DIRECTIONS =
Update the items below by changing every "integer pixel coordinates" to "whole-number pixel coordinates" and leaving everything else unchanged.

MATERIAL SHOWN =
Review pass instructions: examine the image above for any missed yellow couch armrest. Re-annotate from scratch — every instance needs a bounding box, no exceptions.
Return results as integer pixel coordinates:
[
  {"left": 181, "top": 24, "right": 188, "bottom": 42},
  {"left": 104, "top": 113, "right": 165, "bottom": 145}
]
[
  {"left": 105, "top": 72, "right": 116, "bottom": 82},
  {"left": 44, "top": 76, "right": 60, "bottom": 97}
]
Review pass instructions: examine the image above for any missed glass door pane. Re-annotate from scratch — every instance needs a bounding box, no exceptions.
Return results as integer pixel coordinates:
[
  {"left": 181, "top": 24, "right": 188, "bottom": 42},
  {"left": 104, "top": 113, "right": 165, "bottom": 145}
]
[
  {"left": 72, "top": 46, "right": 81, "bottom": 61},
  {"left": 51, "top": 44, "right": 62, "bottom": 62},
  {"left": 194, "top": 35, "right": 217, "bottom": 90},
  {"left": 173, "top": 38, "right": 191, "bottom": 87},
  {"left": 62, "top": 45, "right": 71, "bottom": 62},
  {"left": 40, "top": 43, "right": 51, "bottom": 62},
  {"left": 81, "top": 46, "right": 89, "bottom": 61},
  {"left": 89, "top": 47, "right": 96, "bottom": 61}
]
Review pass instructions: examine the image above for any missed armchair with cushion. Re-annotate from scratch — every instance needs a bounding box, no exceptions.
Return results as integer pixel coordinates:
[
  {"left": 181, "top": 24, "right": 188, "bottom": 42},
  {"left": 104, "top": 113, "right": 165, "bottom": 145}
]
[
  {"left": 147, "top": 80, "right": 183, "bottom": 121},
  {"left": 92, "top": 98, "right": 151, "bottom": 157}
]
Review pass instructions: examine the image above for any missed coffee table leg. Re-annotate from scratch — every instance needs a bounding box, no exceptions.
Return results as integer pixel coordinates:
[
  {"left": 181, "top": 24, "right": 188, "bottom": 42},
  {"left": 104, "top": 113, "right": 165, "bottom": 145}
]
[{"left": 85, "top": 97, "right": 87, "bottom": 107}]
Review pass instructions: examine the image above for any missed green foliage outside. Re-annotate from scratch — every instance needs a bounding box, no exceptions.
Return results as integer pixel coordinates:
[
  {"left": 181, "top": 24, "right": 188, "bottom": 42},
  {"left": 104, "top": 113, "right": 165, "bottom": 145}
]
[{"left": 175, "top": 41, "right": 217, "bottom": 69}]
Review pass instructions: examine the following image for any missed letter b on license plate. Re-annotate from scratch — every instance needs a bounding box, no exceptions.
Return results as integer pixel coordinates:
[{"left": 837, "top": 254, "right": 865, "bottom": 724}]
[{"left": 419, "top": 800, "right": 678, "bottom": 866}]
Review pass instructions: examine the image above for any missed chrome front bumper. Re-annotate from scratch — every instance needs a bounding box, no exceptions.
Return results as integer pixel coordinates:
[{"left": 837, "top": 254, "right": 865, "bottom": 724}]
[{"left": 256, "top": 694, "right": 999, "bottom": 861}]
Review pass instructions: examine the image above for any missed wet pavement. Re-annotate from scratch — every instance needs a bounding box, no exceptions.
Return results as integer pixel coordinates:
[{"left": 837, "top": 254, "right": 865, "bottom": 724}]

OUTPUT =
Review pass instructions: examine the image above for any missed yellow couch armrest. Re-annotate from scratch — every instance needs a bounding box, no exceptions.
Return results as whole-number pixel coordinates:
[
  {"left": 181, "top": 24, "right": 188, "bottom": 42},
  {"left": 104, "top": 113, "right": 165, "bottom": 145}
]
[
  {"left": 105, "top": 72, "right": 116, "bottom": 82},
  {"left": 44, "top": 76, "right": 60, "bottom": 97}
]
Review pass instructions: examine the image above for any missed glass door pane. Re-annotate from scratch — every instance needs a bounding box, no exceptions.
Return results as whole-number pixel coordinates:
[
  {"left": 181, "top": 24, "right": 188, "bottom": 42},
  {"left": 104, "top": 113, "right": 165, "bottom": 145}
]
[
  {"left": 72, "top": 46, "right": 81, "bottom": 61},
  {"left": 51, "top": 44, "right": 62, "bottom": 62},
  {"left": 194, "top": 35, "right": 217, "bottom": 90},
  {"left": 173, "top": 38, "right": 191, "bottom": 87},
  {"left": 62, "top": 45, "right": 71, "bottom": 62},
  {"left": 40, "top": 43, "right": 51, "bottom": 62},
  {"left": 81, "top": 46, "right": 89, "bottom": 61},
  {"left": 89, "top": 47, "right": 96, "bottom": 61}
]
Review pass instructions: examine the image above for any missed armchair with cushion. Re-annotate from scratch — every instance needs a bounding box, no exceptions.
Return results as whole-number pixel coordinates:
[
  {"left": 181, "top": 24, "right": 188, "bottom": 42},
  {"left": 104, "top": 113, "right": 165, "bottom": 145}
]
[
  {"left": 147, "top": 80, "right": 183, "bottom": 121},
  {"left": 92, "top": 98, "right": 151, "bottom": 157}
]
Review pass instructions: examine the image above for any missed coffee table leg. Re-annotate from scratch — every instance needs a bounding box, no exceptions.
Return results as whole-number pixel coordinates:
[
  {"left": 181, "top": 24, "right": 188, "bottom": 42},
  {"left": 104, "top": 113, "right": 165, "bottom": 145}
]
[{"left": 85, "top": 97, "right": 87, "bottom": 107}]
Review pass instructions: examine the image above for any missed green foliage outside. Re-annotate from scratch — every instance needs a bounding box, no exceptions.
Return results as whole-number pixel coordinates:
[
  {"left": 181, "top": 24, "right": 188, "bottom": 42},
  {"left": 104, "top": 113, "right": 165, "bottom": 145}
]
[{"left": 175, "top": 41, "right": 217, "bottom": 69}]
Review pass instructions: examine the following image for any missed letter b on license plate. Re-annotate from scratch — every instance needs a bounding box, no exceptions.
Return results as whole-number pixel coordinates:
[{"left": 837, "top": 254, "right": 865, "bottom": 724}]
[{"left": 419, "top": 800, "right": 678, "bottom": 866}]
Review pass instructions: examine the image above for any missed chrome front bumper. Re-annotate from scratch — every instance needs a bounding box, no exceptions.
Return results as whole-number pixel coordinates:
[{"left": 837, "top": 254, "right": 865, "bottom": 724}]
[{"left": 256, "top": 694, "right": 999, "bottom": 861}]
Review pass instructions: examine the image above for any missed wet pavement. Re-annotate from scratch — every instance needs a bounding box, no exceptions.
Return results as whole-number pixel coordinates:
[{"left": 837, "top": 254, "right": 865, "bottom": 724}]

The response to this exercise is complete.